• _Exercise instructions_: Copy only this range: the line with "For every instance of the boat" through the final line of the material, inclusive at both ends.
★ ★ ★ ★
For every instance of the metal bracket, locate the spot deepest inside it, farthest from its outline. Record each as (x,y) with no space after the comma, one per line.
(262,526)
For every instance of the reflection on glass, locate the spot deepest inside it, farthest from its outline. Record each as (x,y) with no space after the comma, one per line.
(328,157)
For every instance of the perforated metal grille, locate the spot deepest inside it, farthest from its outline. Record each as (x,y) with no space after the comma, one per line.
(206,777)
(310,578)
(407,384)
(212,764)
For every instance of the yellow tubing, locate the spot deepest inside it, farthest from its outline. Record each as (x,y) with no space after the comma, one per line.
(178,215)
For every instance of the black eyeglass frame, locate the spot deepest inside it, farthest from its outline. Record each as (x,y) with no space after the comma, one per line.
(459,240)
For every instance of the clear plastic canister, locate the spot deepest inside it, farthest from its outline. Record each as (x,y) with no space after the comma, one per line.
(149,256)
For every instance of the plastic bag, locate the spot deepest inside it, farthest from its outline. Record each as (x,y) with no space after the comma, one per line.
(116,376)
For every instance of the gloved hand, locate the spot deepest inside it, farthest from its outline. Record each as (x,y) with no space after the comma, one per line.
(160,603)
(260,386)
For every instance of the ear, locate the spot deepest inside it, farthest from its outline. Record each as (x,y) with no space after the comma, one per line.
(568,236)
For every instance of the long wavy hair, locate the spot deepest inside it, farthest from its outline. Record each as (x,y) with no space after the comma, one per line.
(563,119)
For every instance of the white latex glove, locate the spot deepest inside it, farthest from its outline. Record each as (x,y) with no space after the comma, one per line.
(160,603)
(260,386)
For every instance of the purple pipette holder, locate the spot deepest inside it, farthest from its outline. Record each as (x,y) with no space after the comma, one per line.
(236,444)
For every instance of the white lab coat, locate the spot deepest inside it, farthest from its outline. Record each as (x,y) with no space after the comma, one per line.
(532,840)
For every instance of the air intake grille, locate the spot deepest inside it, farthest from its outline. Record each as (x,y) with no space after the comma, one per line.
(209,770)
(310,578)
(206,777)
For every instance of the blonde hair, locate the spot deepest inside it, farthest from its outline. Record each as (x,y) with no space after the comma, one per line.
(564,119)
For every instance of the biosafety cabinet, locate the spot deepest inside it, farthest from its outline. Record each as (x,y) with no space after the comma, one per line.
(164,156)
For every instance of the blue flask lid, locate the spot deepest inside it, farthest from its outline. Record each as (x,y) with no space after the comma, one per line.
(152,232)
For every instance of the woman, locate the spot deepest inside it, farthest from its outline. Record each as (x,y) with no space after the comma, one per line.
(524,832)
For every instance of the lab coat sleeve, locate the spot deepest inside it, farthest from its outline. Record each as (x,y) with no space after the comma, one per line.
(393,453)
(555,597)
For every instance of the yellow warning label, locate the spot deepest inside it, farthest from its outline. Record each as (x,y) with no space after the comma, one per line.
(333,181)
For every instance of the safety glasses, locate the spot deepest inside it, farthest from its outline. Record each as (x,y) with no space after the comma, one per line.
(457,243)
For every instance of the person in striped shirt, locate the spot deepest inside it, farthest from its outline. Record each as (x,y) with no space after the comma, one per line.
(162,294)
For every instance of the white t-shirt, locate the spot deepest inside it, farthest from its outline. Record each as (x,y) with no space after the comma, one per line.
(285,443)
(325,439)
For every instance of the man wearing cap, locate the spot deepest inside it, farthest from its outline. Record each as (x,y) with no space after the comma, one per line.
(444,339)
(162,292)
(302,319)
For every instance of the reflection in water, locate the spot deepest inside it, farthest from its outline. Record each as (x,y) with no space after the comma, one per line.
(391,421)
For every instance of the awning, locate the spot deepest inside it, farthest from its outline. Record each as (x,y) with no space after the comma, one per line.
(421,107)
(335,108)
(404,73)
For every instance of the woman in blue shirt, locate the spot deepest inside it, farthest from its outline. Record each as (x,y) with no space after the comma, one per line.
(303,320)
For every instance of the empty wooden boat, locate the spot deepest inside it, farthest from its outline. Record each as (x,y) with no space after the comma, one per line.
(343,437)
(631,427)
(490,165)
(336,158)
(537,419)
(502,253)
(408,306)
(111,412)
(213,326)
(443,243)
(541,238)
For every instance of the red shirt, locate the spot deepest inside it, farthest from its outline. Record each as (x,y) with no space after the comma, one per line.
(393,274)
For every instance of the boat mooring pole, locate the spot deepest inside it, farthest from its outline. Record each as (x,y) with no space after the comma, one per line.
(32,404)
★ ★ ★ ★
• _Exercise answer_:
For every instance of the boat mooring pole, locate the spot deepest inside it, farthest from its outline. Record each as (x,y) with no space after the comma, one per line.
(32,404)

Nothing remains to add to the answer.